Aim A. Turn every line of the bounding-box listing below the batting-average post into a JSON list of strings, one string per line, with blank lines left out.

Extracted text.
Altuve vs Biggio with Bayesian A/B Testing.

Who is a better batter?: Craig Biggio or Jose Altuve? Inspiration for this post comes after reading David Robinson’s post comparing Mike Piazza vs Hank Aaron using Bayesian A/B testing here. At the end of 2014 Jose Altuve has a higher career batting average (630 hits/ 2083 at-bats=.302) than Craig Biggio (3060 hits/ 10876 at-bats=.281). Can we say that Altuve’s batting skill is actually better than Biggio’s or could it be that Altuve has not played long enough to regress towards the mean? In this post we will compare two batters using an empirical Bayesian approach to batting statistics to determine who is the better batter and by how much? Understanding the difference between the two proportions is important in A/B testing. One of the most common examples of A/B testing is comparing clickthrough rates (“out of X impressions, there have been Y clicks”)- which on the surface is similar to our batting average estimation problem (“out of X at-bats, there have been Y hits”). Lets define the problem in terms of the difference between each players posterior distribution, and look at three mathematical and computational strategies we can use to solve the issue related to baseball statistics although many A/B tests can apply the same principles.

Setup

Grab career batting average of non-pitchers (allow players that have pitched <= 3 games, like Ty Cobb)

library(dplyr)
library(tidyr)
library(Lahman)
library(knitr)
library(ggplot2)
theme_set(theme_bw())

pitchers <- Pitching %>%
  group_by(playerID) %>%
  summarize(gamesPitched = sum(G)) %>%
  filter(gamesPitched > 3)

career <- Batting %>%
  filter(AB > 0) %>%
  anti_join(pitchers, by = "playerID") %>%
  group_by(playerID) %>%
  summarize(H = sum(H), AB = sum(AB)) %>%
  mutate(average = H / AB)

Add player names

career <- Master %>%
  tbl_df() %>%
  select(playerID, nameFirst, nameLast) %>%
  unite(name, nameFirst, nameLast, sep = " ") %>%
  inner_join(career, by = "playerID")

Estimate hyperparameters alpha0 and beta0 for empirical Bayes

career_filtered <- career %>% filter(AB >= 500)
m <- MASS::fitdistr(career_filtered$average, dbeta,
                    start = list(shape1 = 1, shape2 = 10))

alpha0 <- m$estimate[1]
beta0 <- m$estimate[2]

For each player, update the beta prior based on the evidence to get posterior parameters alpha1 and beta1

career_eb <- career %>%
  mutate(eb_estimate = (H + alpha0) / (AB + alpha0 + beta0)) %>%
  mutate(alpha1 = H + alpha0,
         beta1 = AB - H + beta0) %>%
  arrange(desc(eb_estimate))

So let’s take a look at the two batters in question, Craig Biggio and Jose Altuve

# Save them as separate objects too for later:
biggio <- career_eb %>% filter(name == "Craig Biggio")
altuve <- career_eb %>% filter(name == "Jose Altuve")
bagwell <- career_eb %>% filter(name == "Jeff Bagwell")
two_players <- bind_rows(biggio, altuve)

kable(head(two_players))

Working data.
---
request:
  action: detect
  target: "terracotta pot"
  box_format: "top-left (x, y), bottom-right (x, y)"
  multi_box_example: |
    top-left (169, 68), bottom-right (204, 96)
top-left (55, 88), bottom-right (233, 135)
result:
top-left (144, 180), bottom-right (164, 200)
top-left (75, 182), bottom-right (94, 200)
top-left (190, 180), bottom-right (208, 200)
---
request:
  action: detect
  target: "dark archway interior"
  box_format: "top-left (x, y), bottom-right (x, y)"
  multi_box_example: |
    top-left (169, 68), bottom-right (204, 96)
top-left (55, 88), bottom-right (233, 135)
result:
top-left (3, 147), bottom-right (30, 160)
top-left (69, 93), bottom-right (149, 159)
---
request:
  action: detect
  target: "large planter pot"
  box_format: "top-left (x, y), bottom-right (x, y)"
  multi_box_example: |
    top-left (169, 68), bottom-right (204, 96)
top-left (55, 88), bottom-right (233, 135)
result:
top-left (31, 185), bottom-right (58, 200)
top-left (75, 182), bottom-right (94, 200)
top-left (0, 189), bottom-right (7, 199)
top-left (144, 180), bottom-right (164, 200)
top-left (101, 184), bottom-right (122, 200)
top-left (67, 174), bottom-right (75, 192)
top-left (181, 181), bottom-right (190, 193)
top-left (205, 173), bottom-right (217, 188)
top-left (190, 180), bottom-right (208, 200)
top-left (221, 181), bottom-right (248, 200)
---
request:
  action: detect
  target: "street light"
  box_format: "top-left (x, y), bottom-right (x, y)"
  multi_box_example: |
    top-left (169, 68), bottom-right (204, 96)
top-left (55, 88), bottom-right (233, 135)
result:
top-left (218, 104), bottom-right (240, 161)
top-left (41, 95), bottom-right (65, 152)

Aim B. Copy the batting-average post above word for word, from "library(Lahman)" up to and including "filter(gamesPitched > 3)".

Final answer A.
[
  "---",
  "request:",
  "  action: detect",
  "  target: \"terracotta pot\"",
  "  box_format: \"top-left (x, y), bottom-right (x, y)\"",
  "  multi_box_example: |",
  "    top-left (169, 68), bottom-right (204, 96)",
  "top-left (55, 88), bottom-right (233, 135)",
  "result:",
  "top-left (144, 180), bottom-right (164, 200)",
  "top-left (75, 182), bottom-right (94, 200)",
  "top-left (190, 180), bottom-right (208, 200)",
  "---",
  "request:",
  "  action: detect",
  "  target: \"dark archway interior\"",
  "  box_format: \"top-left (x, y), bottom-right (x, y)\"",
  "  multi_box_example: |",
  "    top-left (169, 68), bottom-right (204, 96)",
  "top-left (55, 88), bottom-right (233, 135)",
  "result:",
  "top-left (3, 147), bottom-right (30, 160)",
  "top-left (69, 93), bottom-right (149, 159)",
  "---",
  "request:",
  "  action: detect",
  "  target: \"large planter pot\"",
  "  box_format: \"top-left (x, y), bottom-right (x, y)\"",
  "  multi_box_example: |",
  "    top-left (169, 68), bottom-right (204, 96)",
  "top-left (55, 88), bottom-right (233, 135)",
  "result:",
  "top-left (31, 185), bottom-right (58, 200)",
  "top-left (75, 182), bottom-right (94, 200)",
  "top-left (0, 189), bottom-right (7, 199)",
  "top-left (144, 180), bottom-right (164, 200)",
  "top-left (101, 184), bottom-right (122, 200)",
  "top-left (67, 174), bottom-right (75, 192)",
  "top-left (181, 181), bottom-right (190, 193)",
  "top-left (205, 173), bottom-right (217, 188)",
  "top-left (190, 180), bottom-right (208, 200)",
  "top-left (221, 181), bottom-right (248, 200)",
  "---",
  "request:",
  "  action: detect",
  "  target: \"street light\"",
  "  box_format: \"top-left (x, y), bottom-right (x, y)\"",
  "  multi_box_example: |",
  "    top-left (169, 68), bottom-right (204, 96)",
  "top-left (55, 88), bottom-right (233, 135)",
  "result:",
  "top-left (218, 104), bottom-right (240, 161)",
  "top-left (41, 95), bottom-right (65, 152)"
]

Final answer B.
library(Lahman)
library(knitr)
library(ggplot2)
theme_set(theme_bw())

pitchers <- Pitching %>%
  group_by(playerID) %>%
  summarize(gamesPitched = sum(G)) %>%
  filter(gamesPitched > 3)